====== Document
1-2.    Les micros-visites « all inclusive », une démarche novatrice pour développer les compétences culturelles

Micro-visites … quel nom bien choisi et bien choisi !

Les géniales micro-visites organisées pour l’exposition Morozov Vuitton animées par des médiateurs culturels experts dans les œuvres exposées, endossent ce rôle de décodeur. Ces médiateurs culturels sont nos interprètes.

Comme toute visite me direz-vous ! vous aurez raison. A un détail près – important le détail !

Ces micro-visites sont pensées sur le mode « push » et non le mode « pull ». Elles sont à portée de main du visiteur. Il n’a même pas à les chercher ou à les connaître. Elles viennent à lui et créent de la connivence, de l’aisance sociale par le fait que d’autres visiteurs, comme lui, comme nous, écoutent l’intervenant (e ) et le/la suivent devant les tableaux qu’il/elle a choisis de mettre en relief. Là est le petit et grand génie à la fois, qui fait de cette exposition un tournant probable dans le développement des compétences culturelles socle – pour reprendre un équivalent aux compétences socle du CléA.

Ces visites fonctionnement comme sur la place d’un village ou dans l’agora grecque : un attroupement autour d’un orateur laisse penser que quelque chose d’intéressant se passe, qu’il ne faudrait pas rater. Alors on s’approche et puis un peu plus, craignant moins d’être happé par quelque chose qui nous coincerait. Et puis, ce que l’on entend retient l’attention. On se dit que l’on était parti à visiter cette exposition comme un aveugle, sans rien comprendre ni voir, en consommateur ignorant.
============
====== Lignes fournies
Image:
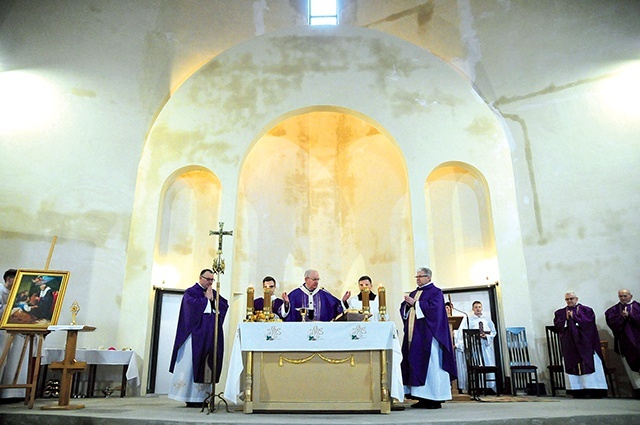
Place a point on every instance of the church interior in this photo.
(496, 142)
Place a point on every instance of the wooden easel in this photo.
(33, 367)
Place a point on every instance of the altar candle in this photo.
(382, 296)
(250, 298)
(365, 298)
(267, 300)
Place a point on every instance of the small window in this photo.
(323, 12)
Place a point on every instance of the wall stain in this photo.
(83, 92)
(550, 89)
(542, 239)
(423, 13)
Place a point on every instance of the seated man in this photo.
(355, 302)
(269, 283)
(319, 304)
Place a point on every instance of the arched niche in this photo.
(461, 234)
(327, 190)
(188, 209)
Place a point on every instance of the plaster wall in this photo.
(103, 71)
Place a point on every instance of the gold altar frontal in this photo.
(317, 381)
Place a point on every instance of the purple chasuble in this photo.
(326, 306)
(193, 321)
(626, 332)
(434, 324)
(578, 339)
(258, 305)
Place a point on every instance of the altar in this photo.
(315, 366)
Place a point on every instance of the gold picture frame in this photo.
(35, 299)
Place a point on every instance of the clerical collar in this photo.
(309, 291)
(372, 296)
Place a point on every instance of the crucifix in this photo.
(218, 263)
(218, 269)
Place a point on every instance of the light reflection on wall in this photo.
(621, 92)
(28, 101)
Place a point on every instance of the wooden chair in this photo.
(477, 371)
(556, 363)
(523, 373)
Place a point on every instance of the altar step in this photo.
(158, 410)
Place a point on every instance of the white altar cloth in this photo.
(314, 336)
(100, 357)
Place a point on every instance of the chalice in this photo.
(303, 313)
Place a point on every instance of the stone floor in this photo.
(156, 410)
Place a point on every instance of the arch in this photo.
(328, 189)
(189, 208)
(461, 234)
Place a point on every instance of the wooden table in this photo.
(68, 366)
(127, 359)
(315, 366)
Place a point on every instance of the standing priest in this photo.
(318, 303)
(580, 343)
(428, 364)
(193, 350)
(624, 320)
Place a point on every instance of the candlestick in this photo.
(249, 317)
(382, 294)
(364, 294)
(267, 301)
(365, 298)
(382, 303)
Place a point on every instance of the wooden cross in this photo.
(220, 234)
(218, 263)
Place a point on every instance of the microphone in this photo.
(465, 314)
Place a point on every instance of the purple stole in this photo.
(419, 334)
(578, 339)
(626, 332)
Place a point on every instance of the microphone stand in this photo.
(218, 269)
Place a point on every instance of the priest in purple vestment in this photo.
(428, 363)
(320, 305)
(624, 321)
(193, 348)
(580, 343)
(269, 283)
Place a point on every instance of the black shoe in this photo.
(427, 404)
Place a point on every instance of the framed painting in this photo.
(35, 299)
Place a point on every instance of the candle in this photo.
(267, 300)
(365, 299)
(382, 296)
(250, 298)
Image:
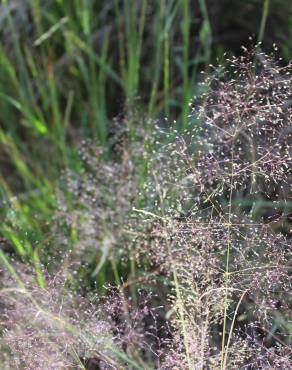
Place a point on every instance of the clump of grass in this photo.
(216, 215)
(207, 230)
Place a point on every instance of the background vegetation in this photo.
(84, 74)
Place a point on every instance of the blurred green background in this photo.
(68, 67)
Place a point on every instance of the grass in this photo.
(67, 69)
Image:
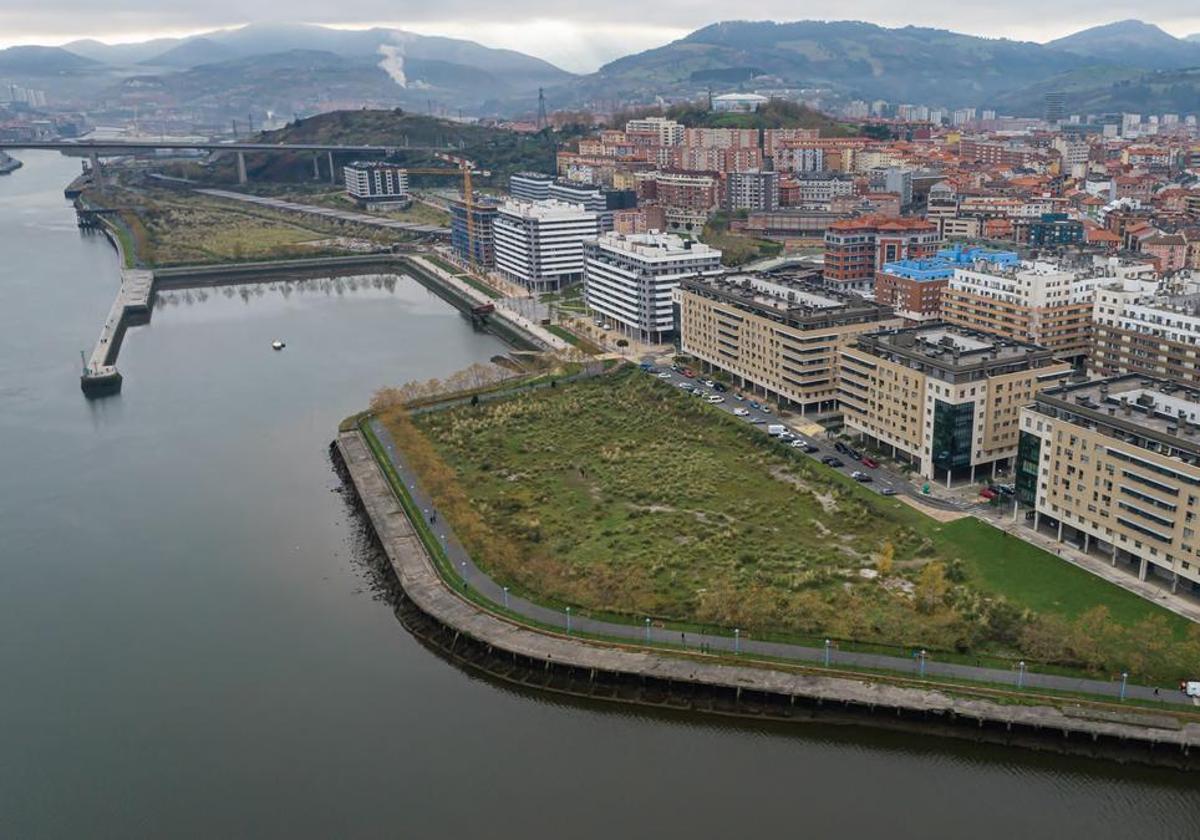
============
> [Consignes]
1/ Citez tout le passage du document sur les micro-visites qui va de « Ces visites fonctionnement » jusqu'à « en consommateur ignorant. » inclus.
2/ Reproduisez à l'identique les lignes fournies, depuis celle qui contient « Place a point on every instance of the background » jusqu'à la dernière, toutes deux comprises, sans y inclure les images.

> [Réponses attendues]
1/
Ces visites fonctionnement comme sur la place d’un village ou dans l’agora grecque : un attroupement autour d’un orateur laisse penser que quelque chose d’intéressant se passe, qu’il ne faudrait pas rater. Alors on s’approche et puis un peu plus, craignant moins d’être happé par quelque chose qui nous coincerait. Et puis, ce que l’on entend retient l’attention. On se dit que l’on était parti à visiter cette exposition comme un aveugle, sans rien comprendre ni voir, en consommateur ignorant.

2/
Place a point on every instance of the background vegetation in this photo.
(84, 74)
Place a point on every instance of the blurred green background in this photo.
(68, 67)
Place a point on every instance of the grass in this photo.
(67, 69)
Image:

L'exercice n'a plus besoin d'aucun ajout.